Tokyo's High Court has rejected claims for compensation from nearly 200 Chinese victims of biological warfare experiments in World War II.
The Chinese survivors have also demanded an apology
It upheld the ruling of a lower court, which acknowledged Japan's involvement in spreading disease in 1940s China.
But the judge said the issue of reparation had already been resolved by international treaties.
The case has been rumbling on for eight years, but this ruling comes amid worsening ties between Japan and China.
The two rivals have been arguing over Japanese history textbooks and access to resources in a disputed area of the East China Sea.
The BBC's Chris Hogg says those seeking compensation and a formal apology will now take their case to the Supreme Court.
They are also set to ask the Chinese government to intervene on their behalf, and will take their case to the United Nations if necessary, they told our correspondent.
The experiments were carried out by a secret unit of the Japanese Imperial Army in the puppet state of Manchuria in the early 1940s.
At earlier hearings, former veterans confessed they had taken part in dissections of prisoners who were still alive.

Record extracts:
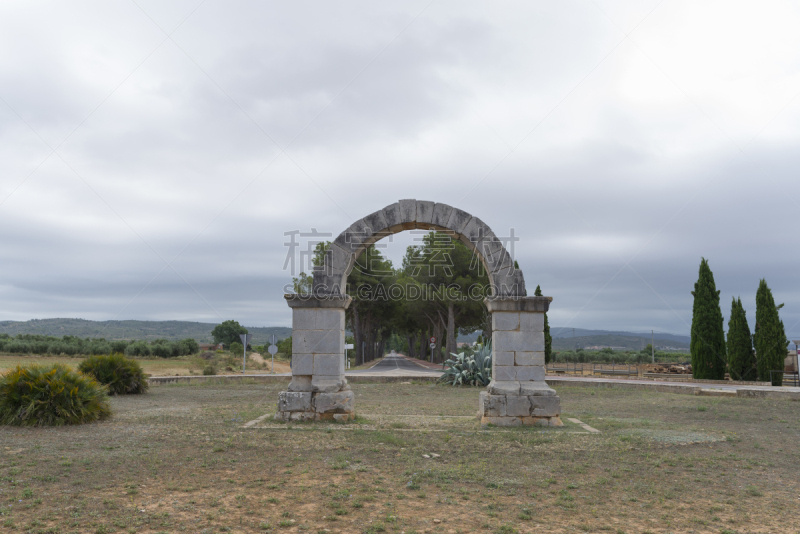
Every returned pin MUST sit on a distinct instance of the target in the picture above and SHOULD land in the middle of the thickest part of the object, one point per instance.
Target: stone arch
(410, 214)
(517, 394)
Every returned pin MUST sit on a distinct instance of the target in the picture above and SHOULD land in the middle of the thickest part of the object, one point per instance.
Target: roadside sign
(245, 341)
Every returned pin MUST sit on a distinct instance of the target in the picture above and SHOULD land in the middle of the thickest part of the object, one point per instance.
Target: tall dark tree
(741, 358)
(451, 277)
(769, 337)
(708, 338)
(548, 339)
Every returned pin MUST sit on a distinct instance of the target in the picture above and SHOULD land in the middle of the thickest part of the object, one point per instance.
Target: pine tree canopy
(741, 358)
(709, 354)
(769, 337)
(548, 339)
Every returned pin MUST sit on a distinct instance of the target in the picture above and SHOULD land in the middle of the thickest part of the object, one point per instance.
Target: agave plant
(469, 370)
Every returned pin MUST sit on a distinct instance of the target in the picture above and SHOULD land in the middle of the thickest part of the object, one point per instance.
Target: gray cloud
(674, 143)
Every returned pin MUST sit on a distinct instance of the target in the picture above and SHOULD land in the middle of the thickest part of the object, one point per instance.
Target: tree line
(743, 355)
(73, 345)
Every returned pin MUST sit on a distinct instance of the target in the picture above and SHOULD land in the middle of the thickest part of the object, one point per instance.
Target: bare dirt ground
(179, 460)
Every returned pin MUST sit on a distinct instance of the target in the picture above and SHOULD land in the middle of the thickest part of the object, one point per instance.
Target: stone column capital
(518, 304)
(335, 301)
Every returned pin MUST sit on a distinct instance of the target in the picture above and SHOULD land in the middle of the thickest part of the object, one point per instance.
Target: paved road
(394, 363)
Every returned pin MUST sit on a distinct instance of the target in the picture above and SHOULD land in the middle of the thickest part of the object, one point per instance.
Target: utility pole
(653, 345)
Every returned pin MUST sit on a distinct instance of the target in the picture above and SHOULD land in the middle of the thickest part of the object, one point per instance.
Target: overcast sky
(153, 155)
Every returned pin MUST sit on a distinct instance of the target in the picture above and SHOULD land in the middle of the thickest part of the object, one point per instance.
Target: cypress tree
(769, 337)
(741, 358)
(548, 339)
(708, 338)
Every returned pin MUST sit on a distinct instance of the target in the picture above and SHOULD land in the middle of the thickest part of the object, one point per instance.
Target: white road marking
(584, 425)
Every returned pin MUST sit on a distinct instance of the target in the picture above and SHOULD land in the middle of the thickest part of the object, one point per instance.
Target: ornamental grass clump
(51, 395)
(120, 374)
(469, 370)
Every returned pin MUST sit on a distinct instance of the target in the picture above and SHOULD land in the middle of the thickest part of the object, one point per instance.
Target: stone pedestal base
(539, 408)
(316, 405)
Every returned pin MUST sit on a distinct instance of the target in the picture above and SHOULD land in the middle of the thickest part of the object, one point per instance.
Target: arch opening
(331, 277)
(517, 393)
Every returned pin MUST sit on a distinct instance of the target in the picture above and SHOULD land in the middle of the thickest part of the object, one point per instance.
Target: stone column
(518, 394)
(318, 389)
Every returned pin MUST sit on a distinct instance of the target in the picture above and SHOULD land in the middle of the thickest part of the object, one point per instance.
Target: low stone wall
(681, 389)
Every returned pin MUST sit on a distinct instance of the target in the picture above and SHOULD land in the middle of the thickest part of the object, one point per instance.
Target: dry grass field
(179, 460)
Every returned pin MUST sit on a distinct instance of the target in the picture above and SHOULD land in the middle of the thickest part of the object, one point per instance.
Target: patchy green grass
(177, 459)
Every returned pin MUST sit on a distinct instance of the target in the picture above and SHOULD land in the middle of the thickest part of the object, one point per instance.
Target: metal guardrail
(620, 370)
(564, 368)
(789, 379)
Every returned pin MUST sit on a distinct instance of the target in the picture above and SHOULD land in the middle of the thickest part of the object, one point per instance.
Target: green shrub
(469, 370)
(120, 374)
(189, 346)
(51, 395)
(119, 346)
(138, 348)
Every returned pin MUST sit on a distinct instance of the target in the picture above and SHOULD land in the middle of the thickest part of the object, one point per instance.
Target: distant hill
(146, 330)
(616, 341)
(661, 338)
(562, 339)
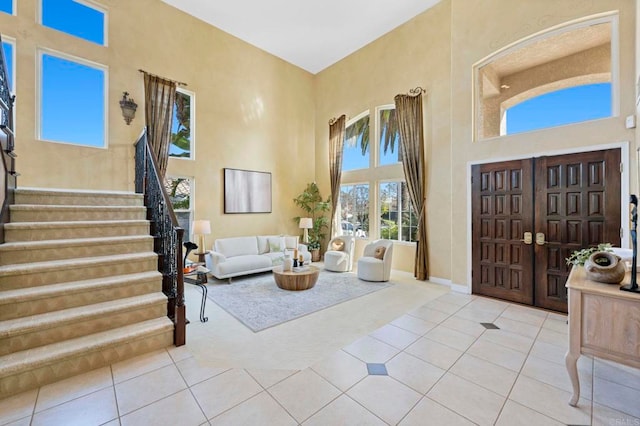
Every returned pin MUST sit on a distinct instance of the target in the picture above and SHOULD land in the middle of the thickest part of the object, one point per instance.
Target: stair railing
(168, 235)
(8, 174)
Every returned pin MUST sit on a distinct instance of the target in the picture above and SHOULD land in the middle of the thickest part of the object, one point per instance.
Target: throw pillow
(276, 244)
(337, 245)
(291, 242)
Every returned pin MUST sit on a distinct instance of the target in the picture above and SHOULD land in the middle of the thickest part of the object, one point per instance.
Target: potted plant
(310, 200)
(578, 257)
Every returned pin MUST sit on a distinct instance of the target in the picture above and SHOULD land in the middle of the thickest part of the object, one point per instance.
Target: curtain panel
(410, 125)
(159, 96)
(336, 145)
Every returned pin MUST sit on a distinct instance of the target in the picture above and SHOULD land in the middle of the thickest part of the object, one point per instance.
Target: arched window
(564, 106)
(565, 75)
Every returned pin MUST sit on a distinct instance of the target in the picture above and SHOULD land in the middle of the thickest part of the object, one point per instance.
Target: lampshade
(201, 227)
(306, 223)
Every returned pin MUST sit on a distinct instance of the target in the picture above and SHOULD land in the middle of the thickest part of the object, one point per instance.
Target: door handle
(540, 239)
(528, 238)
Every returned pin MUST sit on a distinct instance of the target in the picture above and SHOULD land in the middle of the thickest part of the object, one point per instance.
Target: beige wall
(257, 112)
(472, 40)
(437, 50)
(253, 110)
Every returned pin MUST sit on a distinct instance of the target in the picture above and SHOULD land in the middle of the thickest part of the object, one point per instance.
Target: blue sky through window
(6, 6)
(8, 55)
(74, 18)
(72, 102)
(565, 106)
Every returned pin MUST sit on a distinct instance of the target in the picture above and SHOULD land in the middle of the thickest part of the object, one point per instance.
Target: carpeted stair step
(38, 330)
(36, 231)
(77, 198)
(29, 301)
(41, 251)
(54, 213)
(60, 271)
(37, 367)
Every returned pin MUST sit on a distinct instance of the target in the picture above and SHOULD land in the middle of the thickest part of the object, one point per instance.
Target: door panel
(502, 205)
(568, 202)
(574, 211)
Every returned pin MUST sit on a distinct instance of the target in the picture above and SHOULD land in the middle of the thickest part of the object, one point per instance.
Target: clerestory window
(80, 18)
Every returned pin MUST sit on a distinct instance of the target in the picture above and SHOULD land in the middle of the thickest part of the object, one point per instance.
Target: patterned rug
(257, 302)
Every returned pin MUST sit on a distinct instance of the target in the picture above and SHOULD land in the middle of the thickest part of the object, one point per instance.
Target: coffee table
(296, 281)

Work to complete:
1) From the report on the Tokyo High Court's compensation ruling, reproduce word for word the part that begins with the words "The case has" and ends with "East China Sea.".
2) Continue the report on the Tokyo High Court's compensation ruling, picking up after its final sentence.

Results of the tasks:
1)
The case has been rumbling on for eight years, but this ruling comes amid worsening ties between Japan and China.
The two rivals have been arguing over Japanese history textbooks and access to resources in a disputed area of the East China Sea.

2)
Anthrax, cholera and other diseases were cultivated at the unit headquarters in Harbin in China.
Plague-infected fleas were dropped over villages, and bombs and flame-throwers were tested on prisoners.
Some of the 180 plaintives - mainly Chinese victims and relatives of those who died - told the court their communities had been ravaged by disease after Japanese planes flew overhead.
In the 2002 ruling, judges found that Japan had contravened the Hague and Geneva Conventions by spreading infectious diseases.
That embarrassed the government, which had always dismissed the allegations.
But the court refused the claims for compensation and an apology, arguing that all reparation issues had been settled between governments by international peace treaties.